■ **How to complete this task**: In the entries below, find the string "query" and return each line holding it.

■ **The data**:

<<<<

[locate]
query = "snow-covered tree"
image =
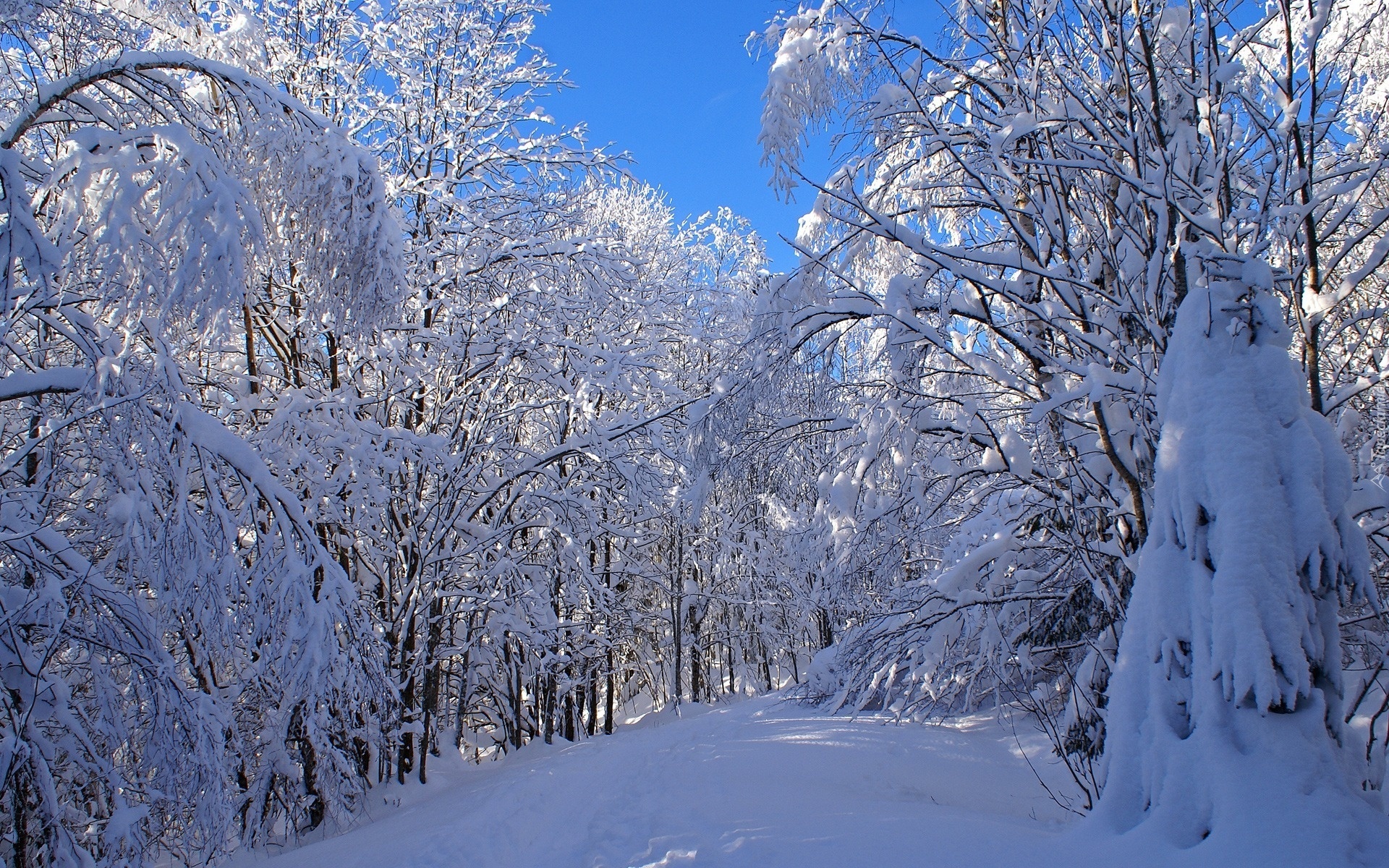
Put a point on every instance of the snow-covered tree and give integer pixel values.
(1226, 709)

>>>>
<<<<

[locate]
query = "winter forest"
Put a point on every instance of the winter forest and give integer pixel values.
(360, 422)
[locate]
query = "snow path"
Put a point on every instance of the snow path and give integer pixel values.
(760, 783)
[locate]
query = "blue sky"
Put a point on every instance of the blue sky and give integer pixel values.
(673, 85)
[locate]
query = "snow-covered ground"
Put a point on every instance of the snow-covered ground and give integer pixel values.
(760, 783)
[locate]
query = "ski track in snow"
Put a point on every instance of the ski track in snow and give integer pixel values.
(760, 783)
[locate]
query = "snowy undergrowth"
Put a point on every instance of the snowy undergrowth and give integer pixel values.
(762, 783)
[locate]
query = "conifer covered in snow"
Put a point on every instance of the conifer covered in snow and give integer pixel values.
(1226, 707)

>>>>

■ **Problem solution**:
query = "snow-covered tree"
query = "winter forest"
query = "snow path"
query = "blue sky"
query = "snow-covered ground"
query = "ski track in snow"
query = "snowy undergrowth"
query = "conifer covered in snow"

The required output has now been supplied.